## 引用段落
变速曲线外弹道参数光幕阵列测量模型与算法研究

The projectile flying parameters such as the velocity and the spatial-time location need to be accurately measured in the terminal ballistic tests of the range of a proximity fuze, the anti-missile weapons with high speed and high firing frequency, and the anti-satellite weapons. The measurement of the external ballistic parameters is still a technical problem which has not been fully solved in the field of weapons tests. The measurement method with the optical screen arrays has the advantages of novel principle and low cost, etc. The planar geometry measurement model of the optical screen arrays, however, is limited to the linear ballistic trajectory and can not be used for the parabolic ballistic trajectory. In order to solve these problems, a new optical screen arrays model based on the analytic geometry is presented and the technology solutions for accurate measurement are studied in this project. They will broaden new applied measurement fields of both the external and terminal ballistic trajectory with optical screen arrays. The new planar measurement model and formulas are studied based on the double-N type six optical screen arrays, and then the measurement formulas of the flying velocity and the time-space parameters for the curvilinear ballistic trajectory are derived. At the same time, the measurability of the optical screen arrays' structure is analyzed. The planar equations are set up by using many spatial position points. The calibration method and inversion algorithm of the optical screen arrays' structure parameters are researched. In addition, the algorithm of obtaining the precision flying time that a projectile goes through the detecting area in any angle which is a trapezoidal distribution in the thickness view is studied. As a result, the above researches expand the measurement theory of the optical screen arrays, break through the limitation of the curvilinear ballistic parameters with optical screen arrays and support a necessary theory and technology basis for the development, acceptance and performance evaluation of new weapons.

## 数据摘录

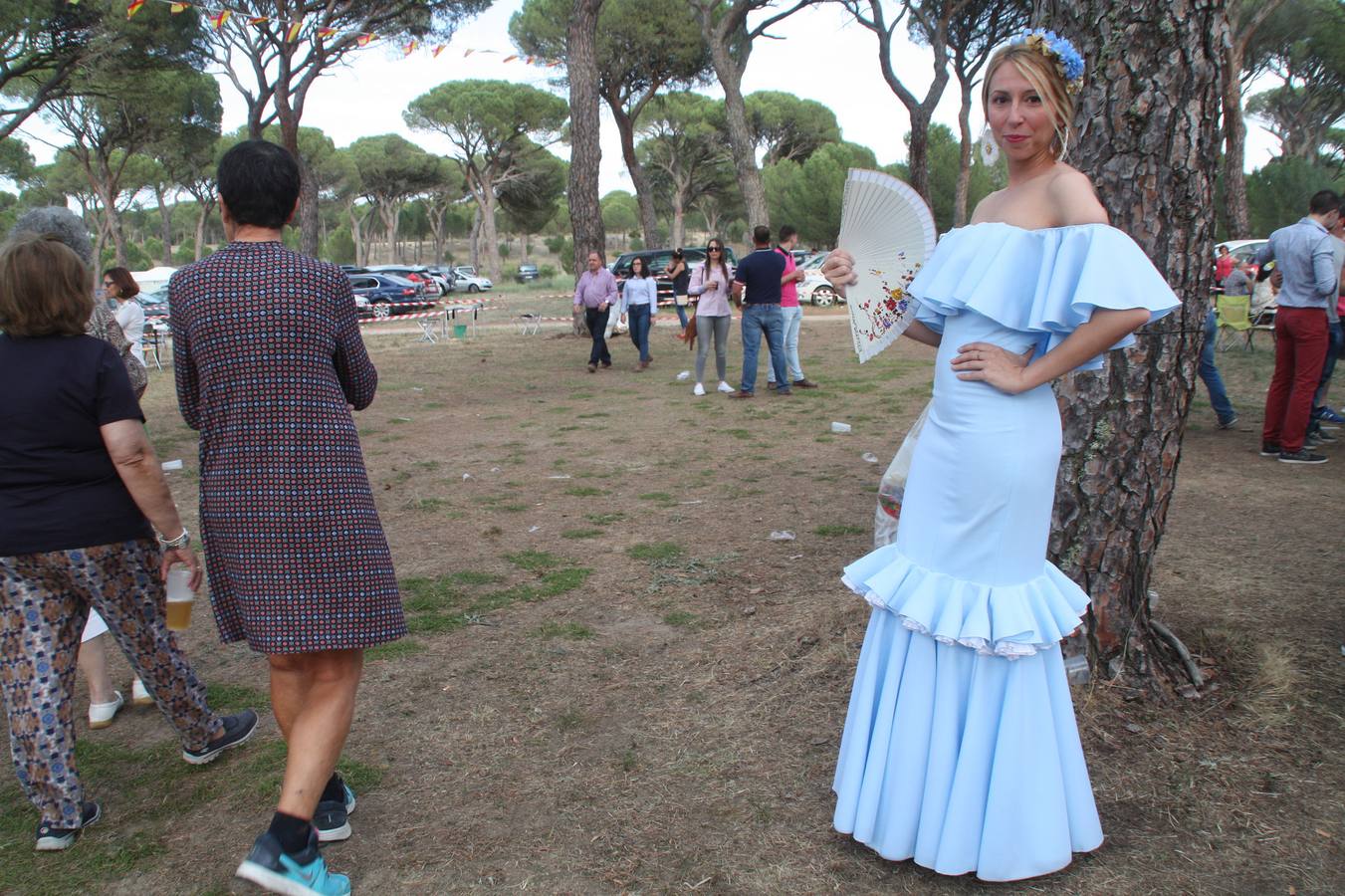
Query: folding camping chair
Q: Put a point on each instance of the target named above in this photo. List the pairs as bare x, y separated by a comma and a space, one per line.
1233, 315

## 书面练习
根据引用段落，新的平面测量模型和公式是基于哪种光幕阵列进行研究的？

## 练习结果
基于双N型六光幕阵列。